*** Opening Source material ***
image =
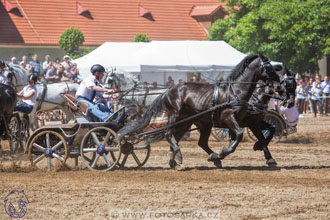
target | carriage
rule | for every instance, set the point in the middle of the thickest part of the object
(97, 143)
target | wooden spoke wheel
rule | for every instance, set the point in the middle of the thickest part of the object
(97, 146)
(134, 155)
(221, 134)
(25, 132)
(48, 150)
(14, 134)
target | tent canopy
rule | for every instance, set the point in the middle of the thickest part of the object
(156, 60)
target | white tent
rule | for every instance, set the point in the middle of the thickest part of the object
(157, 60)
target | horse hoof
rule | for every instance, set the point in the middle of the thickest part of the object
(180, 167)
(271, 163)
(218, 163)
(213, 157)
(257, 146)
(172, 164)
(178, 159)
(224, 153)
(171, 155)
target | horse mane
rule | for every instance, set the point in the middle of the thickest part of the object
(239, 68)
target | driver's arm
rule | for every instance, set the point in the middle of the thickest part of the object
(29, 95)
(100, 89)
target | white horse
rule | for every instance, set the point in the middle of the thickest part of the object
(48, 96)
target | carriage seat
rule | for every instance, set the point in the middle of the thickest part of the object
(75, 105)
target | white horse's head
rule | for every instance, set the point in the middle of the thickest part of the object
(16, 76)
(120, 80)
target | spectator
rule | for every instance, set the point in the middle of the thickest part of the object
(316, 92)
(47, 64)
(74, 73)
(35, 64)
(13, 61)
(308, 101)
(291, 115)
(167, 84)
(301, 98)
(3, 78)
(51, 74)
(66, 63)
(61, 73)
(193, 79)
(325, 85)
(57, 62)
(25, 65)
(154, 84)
*** Closing Source material ***
*** Opening Source material ***
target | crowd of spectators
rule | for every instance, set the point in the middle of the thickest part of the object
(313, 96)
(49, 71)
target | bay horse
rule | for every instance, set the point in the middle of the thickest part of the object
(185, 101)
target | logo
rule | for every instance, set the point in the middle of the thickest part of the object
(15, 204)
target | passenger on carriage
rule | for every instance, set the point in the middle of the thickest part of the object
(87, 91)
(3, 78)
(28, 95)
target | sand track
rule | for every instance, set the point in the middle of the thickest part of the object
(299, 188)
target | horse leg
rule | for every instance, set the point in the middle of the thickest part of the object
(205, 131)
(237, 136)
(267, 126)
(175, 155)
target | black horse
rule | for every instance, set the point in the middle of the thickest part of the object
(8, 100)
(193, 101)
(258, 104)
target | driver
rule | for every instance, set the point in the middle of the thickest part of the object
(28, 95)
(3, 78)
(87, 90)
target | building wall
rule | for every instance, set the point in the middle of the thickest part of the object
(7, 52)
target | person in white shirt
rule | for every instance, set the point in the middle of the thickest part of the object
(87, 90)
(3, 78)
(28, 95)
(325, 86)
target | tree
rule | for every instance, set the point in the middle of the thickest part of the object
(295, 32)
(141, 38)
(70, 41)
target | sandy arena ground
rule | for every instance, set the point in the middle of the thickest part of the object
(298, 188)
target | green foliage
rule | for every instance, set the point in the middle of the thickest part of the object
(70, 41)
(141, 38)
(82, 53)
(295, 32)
*** Closing Source material ***
*** Opening Source material ***
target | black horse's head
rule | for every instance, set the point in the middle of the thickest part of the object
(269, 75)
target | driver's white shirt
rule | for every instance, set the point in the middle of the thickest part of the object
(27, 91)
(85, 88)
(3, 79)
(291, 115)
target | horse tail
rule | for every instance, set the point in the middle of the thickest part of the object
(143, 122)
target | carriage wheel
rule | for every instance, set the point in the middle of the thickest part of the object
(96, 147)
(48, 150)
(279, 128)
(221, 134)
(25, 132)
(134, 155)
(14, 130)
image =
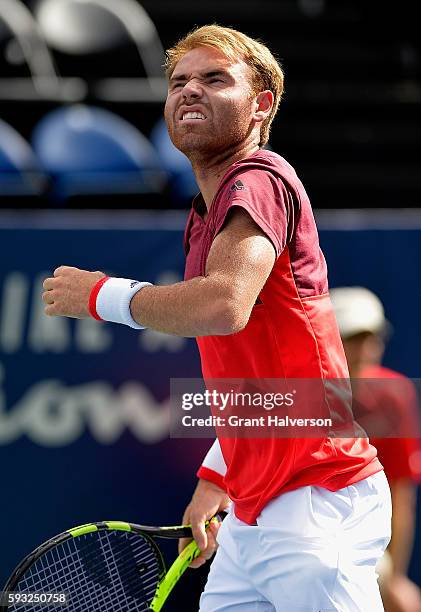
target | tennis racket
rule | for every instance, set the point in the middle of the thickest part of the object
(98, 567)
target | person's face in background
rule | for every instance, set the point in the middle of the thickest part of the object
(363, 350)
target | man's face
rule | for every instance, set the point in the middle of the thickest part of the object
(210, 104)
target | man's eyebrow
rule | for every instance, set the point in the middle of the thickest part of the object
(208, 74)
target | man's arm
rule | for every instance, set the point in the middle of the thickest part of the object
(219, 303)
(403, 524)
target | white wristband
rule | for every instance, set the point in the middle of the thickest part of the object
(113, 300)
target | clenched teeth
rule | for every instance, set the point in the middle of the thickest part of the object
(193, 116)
*** Closing Source material ***
• _What needs to be done_: In the entries above, find each line with the word "tent" and copy it.

• _Output of the exercise_:
target | tent canopy
target | white tent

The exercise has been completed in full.